| What the task requires |
Express the rows below as a two-column CSV with the headers "input" and "output", giving one line per row: the row's full text goes under "input" and its answer under "output". Put each value in a single double-quoted field, with any line breaks replaced by spaces.

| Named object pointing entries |
-- start --
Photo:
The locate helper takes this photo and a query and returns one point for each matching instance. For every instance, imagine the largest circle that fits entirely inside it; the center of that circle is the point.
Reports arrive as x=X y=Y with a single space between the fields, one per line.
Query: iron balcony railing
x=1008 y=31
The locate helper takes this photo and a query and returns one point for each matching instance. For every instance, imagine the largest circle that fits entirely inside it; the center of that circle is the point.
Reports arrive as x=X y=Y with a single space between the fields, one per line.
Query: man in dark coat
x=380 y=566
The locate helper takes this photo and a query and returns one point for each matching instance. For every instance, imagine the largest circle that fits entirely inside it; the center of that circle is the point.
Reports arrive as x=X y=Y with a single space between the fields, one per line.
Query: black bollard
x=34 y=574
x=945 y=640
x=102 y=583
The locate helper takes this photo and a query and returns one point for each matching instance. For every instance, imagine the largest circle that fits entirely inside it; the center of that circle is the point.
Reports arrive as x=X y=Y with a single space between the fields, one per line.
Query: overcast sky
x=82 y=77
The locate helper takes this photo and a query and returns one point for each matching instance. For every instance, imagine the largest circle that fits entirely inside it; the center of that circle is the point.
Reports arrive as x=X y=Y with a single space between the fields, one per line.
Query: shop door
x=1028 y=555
-- end --
| Solution for this exercise |
input,output
"Photo: The locate helper takes this photo and a query and returns one point for each matching instance. For every instance, imagine the largest circle that fits entirely inside it; the center of that circle is the point. Reports arrive as x=X y=Y with a single space between the fields, one per line. Query: iron balcony railing","x=1008 y=31"
"The locate helper takes this photo and a query and returns one point for each matching instance. For every instance, imagine the largest circle that fits entirely inside it; the center of that circle is the point. Reports arrive as x=X y=Y with a single space between the fields, one per line. Query: man in dark coat","x=380 y=566"
"The locate helper takes this photo and a query and returns one point for each matching instance. For every instance, imagine the largest circle that fits entirely inside it; the center of that circle is the point. Reports arrive as x=X y=Y with a single space between the fields, one per line. Query: black bollard","x=34 y=574 x=945 y=640 x=102 y=583"
"The locate helper takes this photo and a query and returns one point for each matching instance. For every instance, imagine the largest circle that fits entirely inside it; the center of that circle is the point. Reports arrive as x=X y=Y with a single space between the fields, one per line. Query: overcast sky","x=82 y=77"
"The locate helper takes this photo and a query and returns one point for each matching instance. For every instance, imagine the largest circle that fits entirely inside it; the center of that circle is the point. Reports arrive as x=X y=Y with a single space between the fields, one per line. Query: shop door","x=1028 y=555"